:: Brief ::
Every entry below should be returned exactly as it appears, with pictures left out.

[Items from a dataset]
※

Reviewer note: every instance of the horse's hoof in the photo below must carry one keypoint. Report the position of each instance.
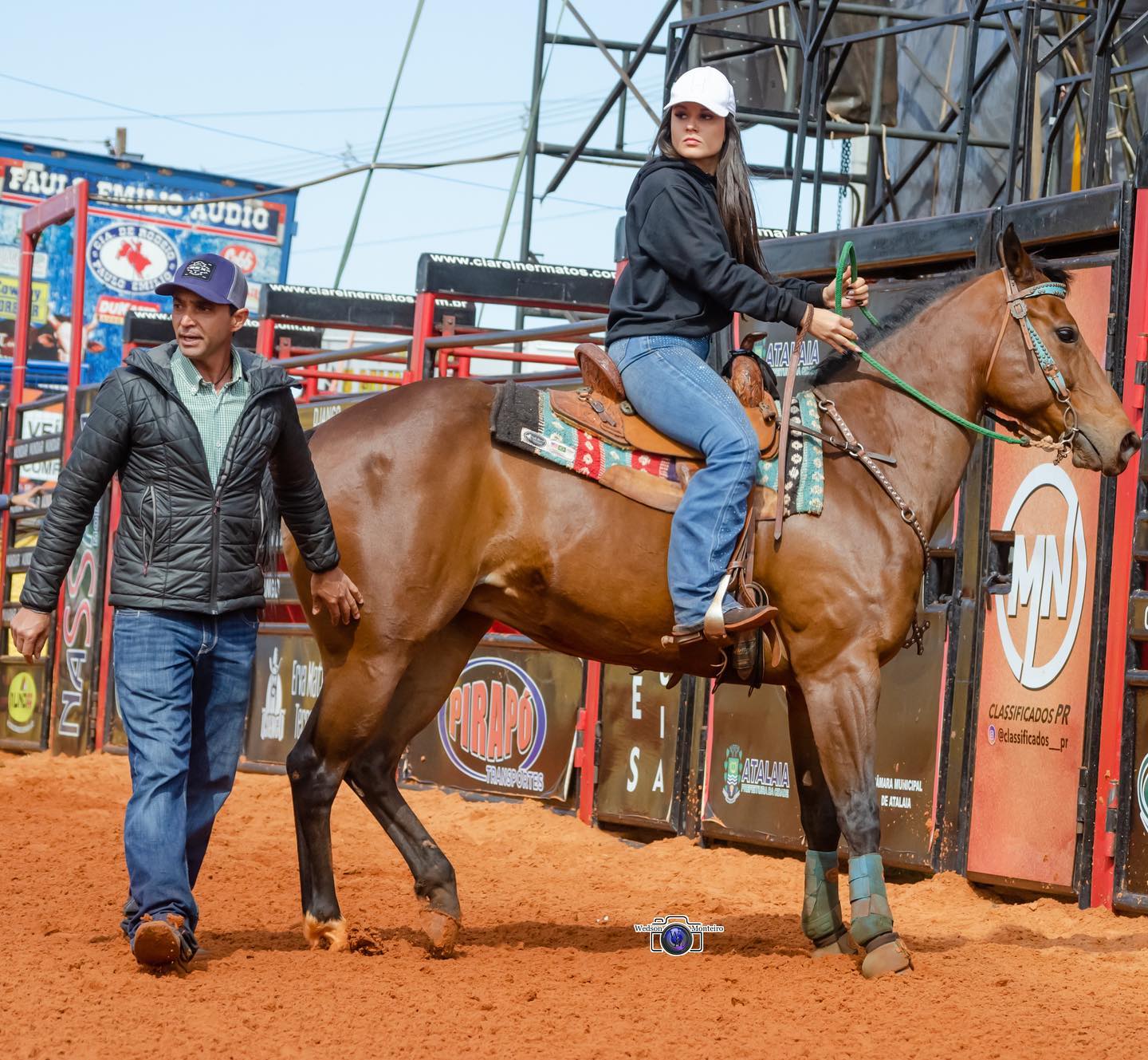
(441, 932)
(892, 958)
(325, 934)
(842, 944)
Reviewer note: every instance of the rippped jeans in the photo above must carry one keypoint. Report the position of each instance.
(670, 385)
(183, 688)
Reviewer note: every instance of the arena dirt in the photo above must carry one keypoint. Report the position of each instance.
(549, 963)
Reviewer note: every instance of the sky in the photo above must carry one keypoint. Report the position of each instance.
(291, 91)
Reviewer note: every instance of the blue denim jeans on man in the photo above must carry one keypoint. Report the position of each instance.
(670, 384)
(183, 687)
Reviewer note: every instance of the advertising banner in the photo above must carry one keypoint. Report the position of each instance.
(131, 250)
(23, 711)
(287, 681)
(1031, 713)
(77, 656)
(508, 726)
(639, 727)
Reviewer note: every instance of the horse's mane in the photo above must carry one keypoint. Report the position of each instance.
(922, 294)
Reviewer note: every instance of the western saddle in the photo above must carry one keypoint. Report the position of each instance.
(600, 408)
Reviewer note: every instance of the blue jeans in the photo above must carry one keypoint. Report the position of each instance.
(183, 686)
(670, 385)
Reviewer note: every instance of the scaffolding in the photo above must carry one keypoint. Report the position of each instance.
(1033, 97)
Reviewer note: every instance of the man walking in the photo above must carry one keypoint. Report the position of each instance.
(190, 428)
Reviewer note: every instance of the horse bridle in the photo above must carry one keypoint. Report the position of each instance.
(1016, 309)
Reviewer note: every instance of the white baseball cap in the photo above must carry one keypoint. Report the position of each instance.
(707, 86)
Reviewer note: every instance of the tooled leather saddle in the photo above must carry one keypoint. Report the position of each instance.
(600, 408)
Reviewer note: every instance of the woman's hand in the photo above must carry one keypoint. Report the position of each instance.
(832, 329)
(853, 292)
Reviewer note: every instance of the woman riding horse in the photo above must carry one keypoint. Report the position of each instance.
(691, 238)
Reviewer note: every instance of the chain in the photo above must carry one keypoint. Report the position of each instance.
(847, 157)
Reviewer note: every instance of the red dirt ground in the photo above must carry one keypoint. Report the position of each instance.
(540, 969)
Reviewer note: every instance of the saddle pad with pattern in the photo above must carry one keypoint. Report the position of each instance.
(521, 417)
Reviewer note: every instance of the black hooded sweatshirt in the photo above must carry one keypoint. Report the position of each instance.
(682, 278)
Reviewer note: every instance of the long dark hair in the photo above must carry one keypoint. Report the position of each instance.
(735, 201)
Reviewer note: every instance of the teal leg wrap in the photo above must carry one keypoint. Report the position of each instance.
(821, 916)
(868, 900)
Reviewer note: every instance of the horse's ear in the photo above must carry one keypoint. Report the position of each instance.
(1014, 258)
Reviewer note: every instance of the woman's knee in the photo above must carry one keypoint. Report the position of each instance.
(735, 446)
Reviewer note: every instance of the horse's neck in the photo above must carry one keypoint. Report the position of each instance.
(944, 357)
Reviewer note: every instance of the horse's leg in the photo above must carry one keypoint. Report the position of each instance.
(842, 699)
(420, 694)
(354, 697)
(821, 913)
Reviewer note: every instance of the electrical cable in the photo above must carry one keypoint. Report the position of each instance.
(378, 145)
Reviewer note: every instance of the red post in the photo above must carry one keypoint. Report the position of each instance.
(424, 329)
(28, 242)
(265, 338)
(76, 354)
(1111, 713)
(584, 756)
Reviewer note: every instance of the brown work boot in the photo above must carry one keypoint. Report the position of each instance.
(743, 619)
(158, 944)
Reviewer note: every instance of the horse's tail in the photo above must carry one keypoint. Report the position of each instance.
(271, 534)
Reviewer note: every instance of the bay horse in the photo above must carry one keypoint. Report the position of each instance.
(445, 530)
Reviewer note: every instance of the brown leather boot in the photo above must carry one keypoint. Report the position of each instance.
(741, 619)
(737, 621)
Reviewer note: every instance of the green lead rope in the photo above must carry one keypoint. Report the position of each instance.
(848, 258)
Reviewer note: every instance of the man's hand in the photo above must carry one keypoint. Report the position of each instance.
(853, 293)
(29, 632)
(338, 593)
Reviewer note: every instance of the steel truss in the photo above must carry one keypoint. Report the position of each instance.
(1071, 65)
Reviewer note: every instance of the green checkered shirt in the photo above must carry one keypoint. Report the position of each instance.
(215, 414)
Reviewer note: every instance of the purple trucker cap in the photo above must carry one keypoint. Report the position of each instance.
(213, 278)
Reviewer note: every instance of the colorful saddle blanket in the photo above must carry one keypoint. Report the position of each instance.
(521, 417)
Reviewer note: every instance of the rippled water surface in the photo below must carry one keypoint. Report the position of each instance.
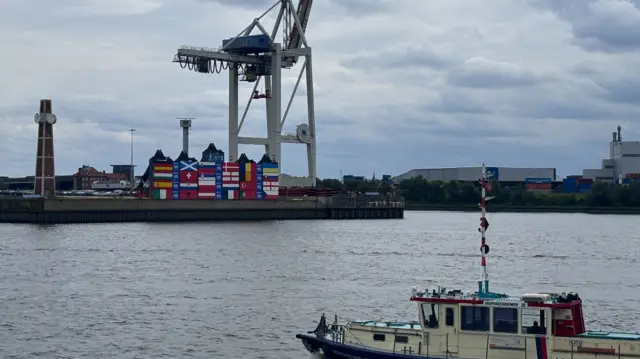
(243, 290)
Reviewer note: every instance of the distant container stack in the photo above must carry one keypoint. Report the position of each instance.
(161, 185)
(230, 180)
(211, 178)
(270, 180)
(185, 179)
(538, 184)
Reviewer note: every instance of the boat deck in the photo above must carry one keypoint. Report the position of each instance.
(396, 325)
(611, 335)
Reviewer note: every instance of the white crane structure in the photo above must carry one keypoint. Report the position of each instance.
(251, 58)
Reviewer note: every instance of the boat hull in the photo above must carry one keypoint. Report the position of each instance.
(335, 350)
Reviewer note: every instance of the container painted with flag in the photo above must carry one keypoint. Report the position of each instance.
(230, 180)
(161, 183)
(175, 180)
(188, 180)
(207, 180)
(248, 183)
(270, 180)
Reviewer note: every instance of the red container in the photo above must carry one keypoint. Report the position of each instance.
(249, 195)
(538, 186)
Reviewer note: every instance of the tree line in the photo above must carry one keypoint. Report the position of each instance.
(420, 191)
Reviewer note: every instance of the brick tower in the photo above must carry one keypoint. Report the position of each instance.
(45, 171)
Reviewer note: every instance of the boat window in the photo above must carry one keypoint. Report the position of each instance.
(474, 318)
(430, 311)
(449, 318)
(533, 321)
(505, 320)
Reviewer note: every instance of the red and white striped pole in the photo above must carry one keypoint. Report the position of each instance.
(484, 224)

※

:: Written reply ::
Reviewer note: every instance of the horse's hoof in the photo below must carry one keypoint. Report the position of each instance.
(441, 932)
(892, 958)
(325, 934)
(842, 944)
Reviewer note: every instance of the rippped jeans in the photo above must carry one keypoint. Report the position of each instance.
(670, 385)
(183, 688)
Reviewer note: every instance of the arena dirt in the photo above must carry one keypoint. Report the position of each instance.
(549, 963)
Reviewer note: every instance of the sky in the photo above must carry one keypoint. Report the position of each instance.
(291, 91)
Reviewer note: every instance of the blue denim jeans on man in the photo above must carry one keypoint. Report the position of each instance.
(670, 384)
(183, 687)
Reviewer note: every instance of the advertising banner in the photo above must carry one keypoint. Report the position of each instance.
(131, 250)
(23, 711)
(287, 681)
(1031, 713)
(77, 656)
(508, 726)
(639, 727)
Reviewer note: every instance of the horse's mane in the photo above must carry one keypoint. Report the position of each instance.
(922, 294)
Reviewer note: every instance of the western saddle in the photo above must carry one keypoint. Report the position of each instance.
(600, 408)
Reviewer note: every instance of the blue jeans in the photo above must carry one keypoint. Report the position of each instance.
(183, 686)
(670, 385)
Reviewer note: every instance of the scaffolding in the photo above must carry one keypoint. Report the position of each instance.
(1033, 97)
Reviewer note: every instance of the man walking in the photo above must carry one keypoint. Report the position of each instance.
(190, 428)
Reviewer note: every instance of the horse bridle in the photo above must carry one keypoint. Report the position of each instance.
(1016, 309)
Reviewer note: every instance of the white baseball cap in the photo above must carry one keypoint. Report the position of each instance.
(707, 86)
Reviewer note: every instance of the tooled leather saddle in the photo above must carry one keypoint. Report the position of each instance.
(600, 408)
Reviewer note: every instance of the woman's hand in the photo above must carry one keypoint. Report the position of each instance.
(832, 329)
(853, 292)
Reviewer note: every instance of the woman riding horse in the photo above must carry one keypoint. Report the position of each instance.
(691, 238)
Reviewer note: every instance of the chain in the photo above must carry one keypoint. Report the position of each instance.
(847, 157)
Reviewer note: every instance of the red dirt ground in the photo above must carry one keypoint. Report the position of each instance.
(540, 969)
Reviewer note: every instance of the saddle pad with pattern in the photo above must carry one keypoint. Report the position of each instance.
(521, 417)
Reviewer note: every instance of the black hooded sweatshirt in the photo above must carry one keypoint. Report the position of each instance.
(682, 278)
Reviewer note: every instance of the long dark hair in the photo above must carry one keypoint. Report the position of each instance.
(735, 201)
Reviewer note: every instance of the teal leg wrap in the photo above must carry one keypoint. Report the position of each instance.
(821, 916)
(868, 900)
Reviewer note: every instance of the horse's ear in the photo above must carry one keypoint. Report the position of each instance.
(1014, 258)
Reviewer note: every instance of the woman's knee in the photo above must carry one keypoint. Report the position of each instance.
(735, 446)
Reviewer note: every instance of the horse's neck in the photo above must carry one keypoint. Report the position of each instance.
(944, 357)
Reviewer note: every instance of the horse's leg in the photo above must carry one keypoint. Report the position of each instance.
(842, 699)
(420, 694)
(354, 697)
(821, 913)
Reviewer note: every instance of the electrical cable in the photo above must carry one keypoint. Report the position of each instance.
(378, 145)
Reviewer note: every instance of the red post in the photo above must carry one keypoint. Report the position of each instance.
(424, 329)
(28, 242)
(265, 338)
(76, 354)
(1111, 713)
(584, 756)
Reviewer note: every instance of the brown work boot in the photo above must carry one keypoint. Report the position of each instance.
(743, 619)
(158, 944)
Reviewer note: every instance of the horse's tail in the photo above must carry one keypoint. Report the position of each instance.
(271, 534)
Reviewer note: every instance of the bay horse in the photo above must carry one keypoint. Report the position of each instance.
(445, 530)
Reviewer note: every instance of the brown leather boot in the photo above must carry one keypoint. Report the position of each instance.
(741, 619)
(737, 621)
Reviewer note: every instance of the green lead rope in the photo above must carry one keypoint. Report the position of each instance.
(848, 258)
Reviewer note: every instance of the man's hand in the photo above must carry one keypoint. Report the position of each instance.
(853, 293)
(29, 632)
(338, 593)
Reviewer note: every instance of the steel truss in the photo above must carry one keypoint. Report the position of each instance.
(1071, 65)
Reviewer note: every instance of the green checkered shirt in the photo above must carry one keypoint. Report the position of each instance.
(215, 414)
Reviewer note: every instance of the purple trucker cap in the photo above must carry one keypoint. Report the position of each instance.
(213, 278)
Reviewer note: every instance of the colorful saddle blanket in the photo above must carry one keypoint. Report the position of each instance.
(521, 417)
Reviewer note: every instance of the rippled water surface in the photo below must carry one keypoint. Report the position of each instance.
(243, 290)
Reviewer note: every instance of the distant container stack in the photo above must carry one keypoint. Report the position of each instance.
(161, 185)
(230, 180)
(211, 178)
(270, 180)
(185, 179)
(538, 184)
Reviewer note: every instance of the boat deck in the photo above must carry one keypoint. Report the position of each instance.
(396, 325)
(611, 335)
Reviewer note: every instance of the white crane structure in the photo above must carry one keypoint. Report the position of each instance.
(251, 58)
Reviewer note: every instance of the boat hull in the photo above must carry one keypoint. Report the position of each instance.
(335, 350)
Reviewer note: every instance of the container painted with flag in the photo above must carry one keypoint. Report the position of each instance.
(230, 180)
(161, 183)
(175, 180)
(188, 180)
(207, 180)
(248, 183)
(270, 180)
Reviewer note: every instance of the red container in the photo above must carry one keypoint. Report the position of each instance.
(249, 195)
(538, 186)
Reviewer note: every instance of the tree line in the photo above must carry one keypoint. Report the position of each instance.
(420, 191)
Reviewer note: every instance of the brick tower in the photo above must carry one keypoint. Report the position of each instance.
(45, 171)
Reviewer note: every instance of the boat window in the photo above must carry one keypoint. Report the position of each instance.
(474, 318)
(430, 311)
(449, 318)
(533, 321)
(505, 320)
Reviewer note: every instance of the red and white striped pole in the photo above must carry one keypoint. Report the position of each instance.
(484, 224)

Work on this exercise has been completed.